[Exercise brief] Whenever a picture appears in the records, exclude it, and transcribe everything else exactly.

[Task data]
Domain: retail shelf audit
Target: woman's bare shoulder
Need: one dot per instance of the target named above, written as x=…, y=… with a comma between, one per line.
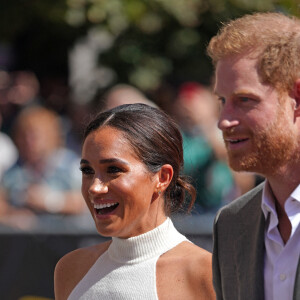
x=73, y=266
x=193, y=266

[Written solution]
Domain: retail shelf audit
Target: woman's bare shoulder
Need: one dot per instance of the target named above, written as x=…, y=… with a comma between, one per line.
x=73, y=266
x=193, y=266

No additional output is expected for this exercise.